§ Given instruction 1:
How many lines in the records contain the word "statue"? Reply with the number alone.
[START OF Selected passage]
Advanced and Practical Enum usage in Swift

Protocols

released Fri, 01 Mar 2019
Swift Version 5.0

Protocols

We already mentioned the similarity between the struct and enum types. In addition to the ability to add methods, Swift also allows you to use Protocols and Protocol Extensions with enums.

Swift protocols define an interface that types can conform to. In this case our enum can conform to it. For a start, let's take a protocol from the Swift standard library.

CustomStringConvertible is a type with a customized textual representation suitable for printing purposes:

protocol CustomStringConvertible {

   var description: String { get }

}

It has only one requirement, namely a getter for a string. We can implement this on an enum quite easily:

enum Trade: CustomStringConvertible {

    case buy, sell

    var description: String {

        switch self {

        case .buy: return \"We're buying something\"

        case .sell: return \"We're selling something\"
[END OF Selected passage]
§ Given instruction 2:
In the Swift enum passage, what is the one requirement of CustomStringConvertible?
[START OF Excerpted records]
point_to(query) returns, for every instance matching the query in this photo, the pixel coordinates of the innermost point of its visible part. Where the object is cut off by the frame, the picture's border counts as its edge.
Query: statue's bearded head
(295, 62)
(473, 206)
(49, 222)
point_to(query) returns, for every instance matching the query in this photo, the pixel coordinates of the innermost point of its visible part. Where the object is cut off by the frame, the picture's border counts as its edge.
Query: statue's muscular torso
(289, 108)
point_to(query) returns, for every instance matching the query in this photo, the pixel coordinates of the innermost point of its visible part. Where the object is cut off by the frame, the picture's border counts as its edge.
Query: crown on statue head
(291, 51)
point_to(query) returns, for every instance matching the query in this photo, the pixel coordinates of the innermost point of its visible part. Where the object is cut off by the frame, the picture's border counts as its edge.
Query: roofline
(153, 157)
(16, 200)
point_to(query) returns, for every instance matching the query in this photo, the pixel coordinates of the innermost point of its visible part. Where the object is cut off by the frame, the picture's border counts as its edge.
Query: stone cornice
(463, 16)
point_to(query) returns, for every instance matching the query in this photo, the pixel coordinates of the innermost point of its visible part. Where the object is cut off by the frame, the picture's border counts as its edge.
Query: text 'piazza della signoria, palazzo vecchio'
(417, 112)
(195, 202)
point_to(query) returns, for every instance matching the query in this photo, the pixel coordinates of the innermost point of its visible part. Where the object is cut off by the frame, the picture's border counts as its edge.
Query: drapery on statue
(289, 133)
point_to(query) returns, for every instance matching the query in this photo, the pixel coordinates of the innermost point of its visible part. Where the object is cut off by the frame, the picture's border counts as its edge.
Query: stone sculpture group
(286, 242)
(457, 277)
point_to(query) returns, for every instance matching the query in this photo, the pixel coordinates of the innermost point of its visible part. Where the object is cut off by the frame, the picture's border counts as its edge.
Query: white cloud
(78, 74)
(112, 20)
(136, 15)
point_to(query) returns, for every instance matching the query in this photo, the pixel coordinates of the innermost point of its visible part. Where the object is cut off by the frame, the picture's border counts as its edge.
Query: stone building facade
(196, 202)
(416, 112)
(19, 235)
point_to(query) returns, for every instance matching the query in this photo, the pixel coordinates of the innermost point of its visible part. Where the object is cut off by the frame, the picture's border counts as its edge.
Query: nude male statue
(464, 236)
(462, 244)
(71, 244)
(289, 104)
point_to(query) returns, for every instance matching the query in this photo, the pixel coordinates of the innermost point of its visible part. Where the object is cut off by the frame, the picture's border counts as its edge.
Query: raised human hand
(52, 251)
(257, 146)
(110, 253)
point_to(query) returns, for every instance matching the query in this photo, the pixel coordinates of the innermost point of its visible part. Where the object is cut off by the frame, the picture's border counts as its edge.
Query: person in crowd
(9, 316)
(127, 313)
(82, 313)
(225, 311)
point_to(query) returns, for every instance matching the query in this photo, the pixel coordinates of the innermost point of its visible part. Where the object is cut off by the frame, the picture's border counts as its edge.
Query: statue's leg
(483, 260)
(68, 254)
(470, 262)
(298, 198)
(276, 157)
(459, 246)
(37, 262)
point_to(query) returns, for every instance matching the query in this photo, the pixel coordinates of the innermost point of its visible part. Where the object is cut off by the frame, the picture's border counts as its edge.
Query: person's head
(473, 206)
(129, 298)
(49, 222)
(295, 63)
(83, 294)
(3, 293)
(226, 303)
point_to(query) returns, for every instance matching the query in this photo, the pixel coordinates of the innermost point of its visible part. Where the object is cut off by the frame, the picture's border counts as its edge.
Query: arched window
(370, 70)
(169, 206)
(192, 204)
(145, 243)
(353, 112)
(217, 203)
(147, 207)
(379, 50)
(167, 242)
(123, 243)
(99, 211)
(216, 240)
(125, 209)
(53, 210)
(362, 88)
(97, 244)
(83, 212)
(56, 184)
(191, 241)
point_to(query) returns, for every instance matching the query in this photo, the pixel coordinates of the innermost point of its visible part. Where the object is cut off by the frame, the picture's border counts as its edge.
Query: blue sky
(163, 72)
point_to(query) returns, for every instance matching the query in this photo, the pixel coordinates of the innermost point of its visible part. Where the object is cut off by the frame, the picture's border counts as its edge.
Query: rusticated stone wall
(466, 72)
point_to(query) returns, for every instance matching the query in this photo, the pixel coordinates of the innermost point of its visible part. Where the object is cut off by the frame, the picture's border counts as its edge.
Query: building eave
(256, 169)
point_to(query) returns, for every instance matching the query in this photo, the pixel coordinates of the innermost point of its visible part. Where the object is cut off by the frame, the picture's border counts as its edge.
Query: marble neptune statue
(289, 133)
[END OF Excerpted records]
§ Final result 1:
7

§ Final result 2:
A getter for a string.